:: Task directions ::
An exact restatement of every record is required.

===== Data for analysis

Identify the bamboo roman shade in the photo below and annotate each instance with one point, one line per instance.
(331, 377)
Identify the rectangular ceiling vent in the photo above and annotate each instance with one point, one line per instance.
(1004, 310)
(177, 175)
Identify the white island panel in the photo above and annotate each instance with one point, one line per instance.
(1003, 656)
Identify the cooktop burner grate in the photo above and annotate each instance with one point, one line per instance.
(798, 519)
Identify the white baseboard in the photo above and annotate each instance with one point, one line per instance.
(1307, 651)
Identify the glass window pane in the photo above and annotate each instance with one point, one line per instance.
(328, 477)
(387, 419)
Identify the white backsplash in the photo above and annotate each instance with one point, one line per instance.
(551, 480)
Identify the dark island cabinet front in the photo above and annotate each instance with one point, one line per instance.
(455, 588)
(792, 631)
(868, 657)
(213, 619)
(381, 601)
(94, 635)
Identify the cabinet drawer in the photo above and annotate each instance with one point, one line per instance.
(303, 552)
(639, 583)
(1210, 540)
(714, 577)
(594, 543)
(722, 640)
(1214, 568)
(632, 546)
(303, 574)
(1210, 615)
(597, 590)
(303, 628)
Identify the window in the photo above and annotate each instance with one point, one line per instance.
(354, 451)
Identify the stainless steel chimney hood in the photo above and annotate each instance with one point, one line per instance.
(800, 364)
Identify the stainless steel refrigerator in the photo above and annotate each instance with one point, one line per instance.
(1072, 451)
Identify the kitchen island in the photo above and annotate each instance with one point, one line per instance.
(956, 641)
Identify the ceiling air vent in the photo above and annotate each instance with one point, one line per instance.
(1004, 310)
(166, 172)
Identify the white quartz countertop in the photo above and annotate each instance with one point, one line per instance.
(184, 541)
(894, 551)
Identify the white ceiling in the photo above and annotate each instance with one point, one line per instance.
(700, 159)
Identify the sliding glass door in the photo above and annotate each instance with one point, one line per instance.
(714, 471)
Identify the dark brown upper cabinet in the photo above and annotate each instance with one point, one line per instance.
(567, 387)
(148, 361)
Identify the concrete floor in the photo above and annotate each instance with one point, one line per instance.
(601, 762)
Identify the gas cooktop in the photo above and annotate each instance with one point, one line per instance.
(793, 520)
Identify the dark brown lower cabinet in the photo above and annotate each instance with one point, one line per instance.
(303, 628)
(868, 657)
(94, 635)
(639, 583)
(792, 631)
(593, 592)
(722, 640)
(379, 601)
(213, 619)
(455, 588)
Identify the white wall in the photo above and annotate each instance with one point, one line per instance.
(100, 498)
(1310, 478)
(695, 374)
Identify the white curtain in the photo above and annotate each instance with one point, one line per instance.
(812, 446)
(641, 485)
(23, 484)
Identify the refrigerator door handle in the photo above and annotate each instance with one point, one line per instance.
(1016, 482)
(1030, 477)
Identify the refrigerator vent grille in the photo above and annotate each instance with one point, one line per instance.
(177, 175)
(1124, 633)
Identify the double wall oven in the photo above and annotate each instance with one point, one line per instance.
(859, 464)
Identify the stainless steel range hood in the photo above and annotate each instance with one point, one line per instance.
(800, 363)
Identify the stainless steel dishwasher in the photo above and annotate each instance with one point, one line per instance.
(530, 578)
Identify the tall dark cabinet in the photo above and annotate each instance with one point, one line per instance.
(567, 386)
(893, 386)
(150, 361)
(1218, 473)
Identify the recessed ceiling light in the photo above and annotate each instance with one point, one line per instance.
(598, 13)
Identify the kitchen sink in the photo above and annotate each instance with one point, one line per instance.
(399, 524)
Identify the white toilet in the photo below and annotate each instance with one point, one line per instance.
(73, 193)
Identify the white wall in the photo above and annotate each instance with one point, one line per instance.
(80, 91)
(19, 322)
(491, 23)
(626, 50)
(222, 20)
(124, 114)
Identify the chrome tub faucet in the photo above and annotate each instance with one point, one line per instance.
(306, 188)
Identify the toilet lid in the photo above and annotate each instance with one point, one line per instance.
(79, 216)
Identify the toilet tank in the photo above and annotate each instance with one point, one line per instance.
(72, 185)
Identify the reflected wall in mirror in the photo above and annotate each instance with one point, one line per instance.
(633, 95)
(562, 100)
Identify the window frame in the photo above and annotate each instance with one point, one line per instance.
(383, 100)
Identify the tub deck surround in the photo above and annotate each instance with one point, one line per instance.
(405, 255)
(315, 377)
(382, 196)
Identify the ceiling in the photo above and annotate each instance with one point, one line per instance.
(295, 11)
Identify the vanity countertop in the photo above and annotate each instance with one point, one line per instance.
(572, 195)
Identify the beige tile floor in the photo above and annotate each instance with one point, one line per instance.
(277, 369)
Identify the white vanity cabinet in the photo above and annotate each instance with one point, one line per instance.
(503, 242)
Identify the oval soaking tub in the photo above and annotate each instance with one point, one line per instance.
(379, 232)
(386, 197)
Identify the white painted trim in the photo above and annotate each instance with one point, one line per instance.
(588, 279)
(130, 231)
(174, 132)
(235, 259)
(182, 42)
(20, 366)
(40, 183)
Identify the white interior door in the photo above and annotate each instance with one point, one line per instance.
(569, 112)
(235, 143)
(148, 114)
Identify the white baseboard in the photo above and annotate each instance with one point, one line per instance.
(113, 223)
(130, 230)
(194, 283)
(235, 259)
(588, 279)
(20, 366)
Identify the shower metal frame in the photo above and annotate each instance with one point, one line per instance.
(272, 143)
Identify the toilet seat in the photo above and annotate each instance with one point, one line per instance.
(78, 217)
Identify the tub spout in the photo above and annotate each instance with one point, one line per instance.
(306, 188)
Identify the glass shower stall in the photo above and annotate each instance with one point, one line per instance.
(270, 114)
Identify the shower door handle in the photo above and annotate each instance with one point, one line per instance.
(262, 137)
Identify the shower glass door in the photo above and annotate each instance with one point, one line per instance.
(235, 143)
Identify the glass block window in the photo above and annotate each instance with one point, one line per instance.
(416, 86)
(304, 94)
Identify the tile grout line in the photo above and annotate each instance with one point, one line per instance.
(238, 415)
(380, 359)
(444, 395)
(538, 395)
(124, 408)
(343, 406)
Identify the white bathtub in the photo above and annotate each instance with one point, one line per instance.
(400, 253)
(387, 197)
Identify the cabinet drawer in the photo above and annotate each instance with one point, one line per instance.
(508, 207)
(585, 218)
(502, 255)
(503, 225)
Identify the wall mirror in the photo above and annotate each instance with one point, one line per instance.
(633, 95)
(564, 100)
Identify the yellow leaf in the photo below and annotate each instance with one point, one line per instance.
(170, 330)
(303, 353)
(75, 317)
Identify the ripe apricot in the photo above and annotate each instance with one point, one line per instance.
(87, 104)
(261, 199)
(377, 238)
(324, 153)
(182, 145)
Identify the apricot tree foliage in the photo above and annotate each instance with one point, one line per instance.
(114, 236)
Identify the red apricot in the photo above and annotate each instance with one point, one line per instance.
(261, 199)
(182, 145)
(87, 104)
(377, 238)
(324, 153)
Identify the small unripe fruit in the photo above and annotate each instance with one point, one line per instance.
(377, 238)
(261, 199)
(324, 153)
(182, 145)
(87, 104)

==========

:: Reply to the task ::
Identify the bamboo roman shade in the photo below and annotate each instance with one point, one line per instance.
(331, 377)
Identify the rectangular ceiling vent in the photo above and annotate each instance with one point, one line per instance.
(1004, 310)
(177, 175)
Identify the white island panel in the photo above and annotate each instance with one point, one line per instance.
(1003, 656)
Identify the cooktop burner grate in the photo above and annotate each instance with one point, one line per instance.
(798, 519)
Identify the white baseboard in the photo above and annotate each instance with one point, one line per instance.
(1307, 651)
Identify the glass window pane in the photo above and annotate each instance with one point, one line per instance.
(328, 477)
(387, 419)
Identify the white backsplash in the photo above and annotate each instance with one point, one line per instance.
(551, 480)
Identify the dark island cabinet front in the photo above and annotate each instance with one point, one line per instance.
(455, 588)
(792, 631)
(868, 657)
(213, 619)
(381, 601)
(94, 635)
Identify the cabinet drawer in the photo above and annotate each instance with one point, one line per instance.
(303, 552)
(639, 583)
(1210, 540)
(714, 577)
(594, 543)
(722, 640)
(1214, 568)
(632, 546)
(303, 574)
(1210, 615)
(597, 590)
(303, 628)
Identify the window in the photo above and annotate each instance with one point, one line per instance.
(354, 451)
Identify the stainless steel chimney hood in the photo above and annotate each instance with one point, one line per instance.
(800, 364)
Identify the stainless steel refrigerator in the photo above and annotate each instance with one point, one line per instance.
(1072, 451)
Identify the kitchen island in the photo above and annotate each instance with one point, one line per instance.
(956, 641)
Identify the ceiling air vent in the photo above and annotate each instance with one point, one line per instance.
(1004, 310)
(166, 172)
Identify the white quartz countertop in the photo above and annotate each instance with one point, one line per instance.
(184, 541)
(894, 551)
Identify the white ceiling in the photo above and annotate each instance with one point, one line per instance.
(700, 159)
Identify the sliding glass door in the photo above and annotate each instance with one point, one line per instance.
(714, 471)
Identify the dark brown upper cabinet in the photo above and annotate each instance with one point, one line per instance.
(567, 387)
(148, 361)
Identify the concrete floor in the photo above and annotate each instance with one point, one line per instance.
(601, 762)
Identify the gas cooktop in the photo above and annotate each instance with one point, one line per instance.
(793, 520)
Identify the dark brown lower cabinet in the photo above and annotate each instance with one point, one line per instance.
(303, 628)
(868, 657)
(94, 635)
(639, 583)
(792, 631)
(593, 592)
(722, 640)
(379, 601)
(213, 619)
(455, 588)
Identify the white wall in the photo above and annotate each instance with one point, one line per instance.
(100, 498)
(1310, 478)
(695, 374)
Identify the white curtain in the photo above and annotate each instance with one point, one line per instance.
(812, 446)
(641, 485)
(23, 484)
Identify the refrigerator door handle in the photo above and annotate each instance with one point, one line per instance.
(1016, 482)
(1030, 477)
Identify the refrigerator vent grille in the photo above and annotate each instance with one point, one line per instance.
(177, 175)
(1124, 633)
Identify the double wall oven in the photo above and annotate each instance with one point, one line per instance.
(859, 464)
Identify the stainless steel range hood in the photo above and annotate each instance with one point, one line per instance.
(800, 363)
Identify the stainless steel dishwasher in the photo above and annotate each instance with one point, one line per instance.
(530, 578)
Identify the tall dark cabinet in the photo above and annotate each instance with one point, one line per instance.
(567, 386)
(893, 386)
(150, 361)
(1218, 473)
Identify the recessed ceiling light in the photo above and annotate each instance with one point, one line per instance.
(598, 13)
Identify the kitchen sink in the photo above and annotate each instance with one point, one line per instance.
(399, 524)
Identify the white toilet in the photo below and annotate each instance with one point, one line per instance.
(73, 193)
Identify the white wall in the photo above and annotate each instance with one point, one line per instance.
(80, 91)
(19, 322)
(491, 23)
(626, 50)
(222, 20)
(124, 114)
Identify the chrome tub faucet in the photo above and annotate each instance with one point, one line per instance.
(306, 188)
Identify the toilet lid in the photo above and annotate each instance with one point, one line per instance.
(79, 216)
Identify the toilet tank in the photo above and annotate each instance with one point, one line per instance.
(72, 185)
Identify the reflected wall in mirror in the photo above and annotate each instance with one point, one line per instance.
(633, 95)
(562, 100)
Identify the window frame in the photo above and annotate each instance with one point, one line per instance.
(383, 100)
Identify the tub deck surround in the photo above and annotate each instance with one point, one line per instance.
(405, 255)
(315, 377)
(382, 196)
Identify the ceiling in the photo above and annotate each instance with one point, one line per instance.
(295, 11)
Identify the vanity countertop in the photo above and annotate each instance with one point, one line per instance.
(572, 195)
Identify the beige tile floor in the photo above and annotate each instance with one point, one line per instance.
(277, 369)
Identify the white vanity cabinet in the photo above and annotate each instance with one point, one line per instance.
(503, 242)
Identify the oval soaking tub in the photo above and annotate each instance with one point, one line per instance.
(379, 232)
(386, 197)
Identify the white painted trim in the photo above and annotate each instance with one point, one line per instance.
(588, 279)
(130, 231)
(174, 132)
(235, 259)
(182, 42)
(20, 366)
(40, 183)
Identify the white interior door in the photo above and annotate each instance with one point, one line per instance.
(569, 112)
(235, 143)
(148, 114)
Identify the white baseboard in the photo above and annotate each instance with one point, one line per instance.
(113, 223)
(130, 230)
(194, 283)
(235, 259)
(588, 279)
(20, 366)
Identify the shower metal frame in the photo above and annotate each instance with one point, one line per instance.
(272, 143)
Identify the toilet seat in the photo above and annotate each instance with one point, one line per instance.
(78, 217)
Identify the tub spout in the photo above and annotate each instance with one point, one line per instance.
(306, 188)
Identify the glass shower stall in the photo above and annotate each instance with one point, one line per instance.
(270, 114)
Identify the shower door handle in the photo above and annotate each instance with one point, one line per instance.
(262, 137)
Identify the shower glass door in the photo above and annotate each instance with one point, one line per instance.
(235, 143)
Identify the glass block window in the photo above and annotate each instance with one point, one line per instance.
(416, 86)
(304, 94)
Identify the tile grout line in the photo above and annotate each instance with one point, one line per instance.
(238, 415)
(380, 359)
(444, 395)
(538, 395)
(124, 408)
(343, 406)
Identify the white bathtub in the photo above and annotate each instance with one point, one line per instance.
(400, 253)
(387, 197)
Identify the cabinet drawer in the photo above and annotate each instance with one point, one line per instance.
(508, 207)
(585, 218)
(502, 255)
(503, 225)
Identify the wall mirror in the photo above and annotate each instance with one point, one line per instance.
(633, 95)
(564, 100)
Identify the yellow leaf in the photo below and annotate each instance with one point, one line per instance.
(170, 330)
(303, 353)
(75, 317)
Identify the ripe apricot in the photo above and annotate each instance with one point, one line per instance.
(87, 104)
(261, 199)
(377, 238)
(324, 153)
(182, 145)
Identify the apricot tree foliage in the photo above and annotate each instance with one point, one line per instance.
(114, 236)
Identify the red apricot in the photo above and annotate each instance with one point, one line per instance.
(261, 199)
(182, 145)
(87, 104)
(377, 238)
(324, 153)
Identify the small unripe fruit in the photo above and annotate each instance with one point, one line per instance.
(377, 238)
(261, 199)
(324, 153)
(182, 145)
(87, 104)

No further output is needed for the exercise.